> _OBJECTIVE_
Copy the data below verbatim, line for line.

Dataset items:
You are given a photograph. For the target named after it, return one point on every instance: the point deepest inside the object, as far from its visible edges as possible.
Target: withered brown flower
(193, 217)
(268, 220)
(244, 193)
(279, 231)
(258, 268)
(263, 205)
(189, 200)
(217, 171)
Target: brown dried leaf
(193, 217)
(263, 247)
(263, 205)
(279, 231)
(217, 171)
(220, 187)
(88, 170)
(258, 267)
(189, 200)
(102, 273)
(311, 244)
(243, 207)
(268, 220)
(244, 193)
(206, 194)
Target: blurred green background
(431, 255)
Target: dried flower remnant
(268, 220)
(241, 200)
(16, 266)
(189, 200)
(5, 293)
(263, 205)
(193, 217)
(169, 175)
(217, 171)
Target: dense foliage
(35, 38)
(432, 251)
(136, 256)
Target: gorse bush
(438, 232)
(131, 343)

> _WRITTEN RESPONSE_
You are given a photograph. For the target named after it, return one point on every instance: the point deepest inside the object, as far from its visible edges as possible.
Target: withered brown flower
(193, 217)
(268, 220)
(244, 193)
(279, 231)
(258, 268)
(263, 205)
(189, 200)
(217, 171)
Target: brown dried leaf
(193, 217)
(263, 247)
(263, 205)
(279, 231)
(217, 171)
(220, 187)
(88, 170)
(258, 267)
(189, 200)
(102, 273)
(311, 244)
(243, 207)
(268, 220)
(244, 193)
(206, 194)
Target: blurred green background
(431, 255)
Target: dried flower remnant
(268, 220)
(241, 200)
(16, 266)
(189, 200)
(5, 293)
(263, 205)
(193, 217)
(169, 175)
(217, 171)
Target: dense foliage
(35, 38)
(432, 251)
(136, 256)
Target: gorse bush
(438, 232)
(131, 343)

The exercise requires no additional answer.